** What you will do **
Write out the data below in full, unchanged, minus the images.
**** Records supplied
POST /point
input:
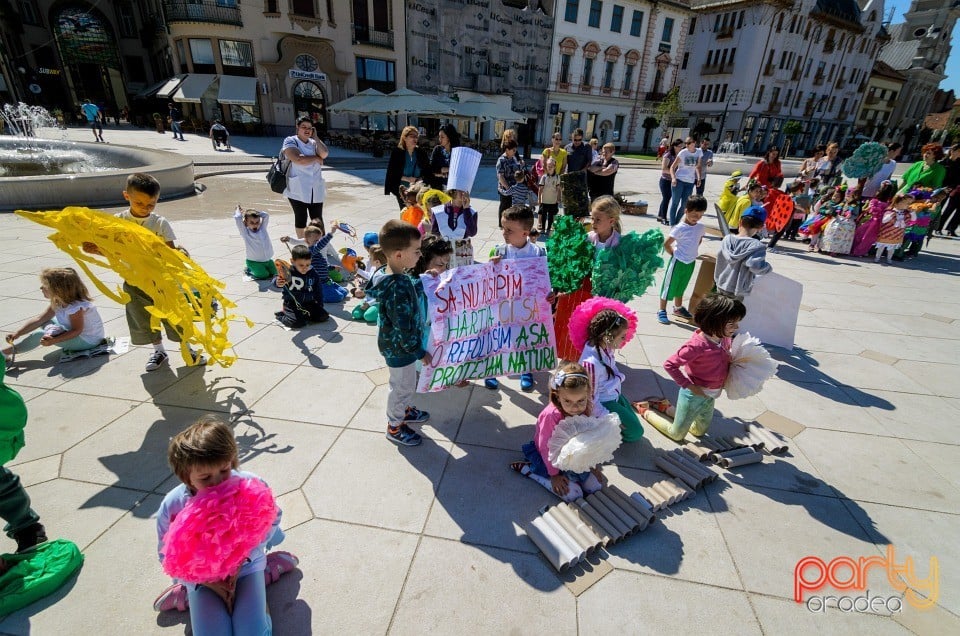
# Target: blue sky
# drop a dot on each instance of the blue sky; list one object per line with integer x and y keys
{"x": 953, "y": 64}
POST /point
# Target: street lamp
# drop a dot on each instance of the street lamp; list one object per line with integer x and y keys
{"x": 734, "y": 94}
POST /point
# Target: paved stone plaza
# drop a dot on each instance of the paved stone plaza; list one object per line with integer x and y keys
{"x": 429, "y": 539}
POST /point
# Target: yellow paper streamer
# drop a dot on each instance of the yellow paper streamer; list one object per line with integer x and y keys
{"x": 183, "y": 294}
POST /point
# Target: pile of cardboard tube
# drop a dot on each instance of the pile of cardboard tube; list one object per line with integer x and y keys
{"x": 568, "y": 532}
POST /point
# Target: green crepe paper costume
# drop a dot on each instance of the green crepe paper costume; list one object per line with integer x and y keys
{"x": 37, "y": 573}
{"x": 13, "y": 419}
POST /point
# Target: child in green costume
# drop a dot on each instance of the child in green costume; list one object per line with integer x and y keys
{"x": 22, "y": 523}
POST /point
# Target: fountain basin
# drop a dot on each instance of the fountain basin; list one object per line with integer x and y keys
{"x": 93, "y": 175}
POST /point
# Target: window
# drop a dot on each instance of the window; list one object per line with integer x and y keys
{"x": 667, "y": 30}
{"x": 237, "y": 57}
{"x": 636, "y": 24}
{"x": 201, "y": 51}
{"x": 125, "y": 20}
{"x": 616, "y": 21}
{"x": 373, "y": 73}
{"x": 608, "y": 75}
{"x": 594, "y": 18}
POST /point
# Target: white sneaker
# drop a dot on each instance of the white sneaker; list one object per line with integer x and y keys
{"x": 157, "y": 358}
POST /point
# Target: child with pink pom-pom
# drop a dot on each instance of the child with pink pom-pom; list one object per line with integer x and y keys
{"x": 601, "y": 326}
{"x": 223, "y": 582}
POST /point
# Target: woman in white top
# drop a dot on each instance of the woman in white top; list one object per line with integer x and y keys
********
** Output of the task **
POST /point
input:
# Target: blue sky
# drop a dot on each instance of the blue sky; list one object per line with integer x and y keys
{"x": 953, "y": 64}
POST /point
# Target: street lamp
# drop a dot on each instance of the street lamp; list one object per line with integer x and y keys
{"x": 734, "y": 94}
POST /point
# Target: paved stone plaza
# drop a dot on each instance of the paved stone plaza; list one object per line with integer x and y keys
{"x": 429, "y": 539}
POST /point
# Target: yellow paper streamer
# drop a dot on each instance of the yellow paper streamer; list one object per line with integer x and y keys
{"x": 183, "y": 294}
POST /point
# Target: pile of cardboard tube
# drop a dot on each instance of the pile of cardboard tube; list one object per line with integer x and y keys
{"x": 568, "y": 532}
POST /point
# Target: green crepe paper costume
# drop a dot on each instance of the green crepe paper costume; list one object per line with integer x and y keys
{"x": 37, "y": 573}
{"x": 13, "y": 419}
POST /point
# Target: child in green costume
# drop a dot on each instance of the child in green costume; list one object per line with integer x and y keys
{"x": 22, "y": 523}
POST /point
# Target: fountain basin
# drop a dot on each instance of the fountain basin; list one object per line with integer x and y keys
{"x": 93, "y": 175}
POST /point
# Target: window
# drop a dot on each instance of the window; list one object per line with integer x and y keys
{"x": 667, "y": 30}
{"x": 237, "y": 57}
{"x": 636, "y": 24}
{"x": 201, "y": 51}
{"x": 125, "y": 20}
{"x": 616, "y": 21}
{"x": 373, "y": 73}
{"x": 608, "y": 75}
{"x": 594, "y": 18}
POST /point
# Target: white sneaker
# drop a dot on each instance of the white sneaker; list one object per line with integer x and y keys
{"x": 157, "y": 358}
POST /point
# Target: child with pink pom-pom
# drop a dot on each instance of the child with pink pom-pom; list one object per line with integer x and y keys
{"x": 601, "y": 326}
{"x": 223, "y": 582}
POST /point
# Target: woman in white top
# drop a dot on each instance of the woman in white top; list one object per line with integer x and y keys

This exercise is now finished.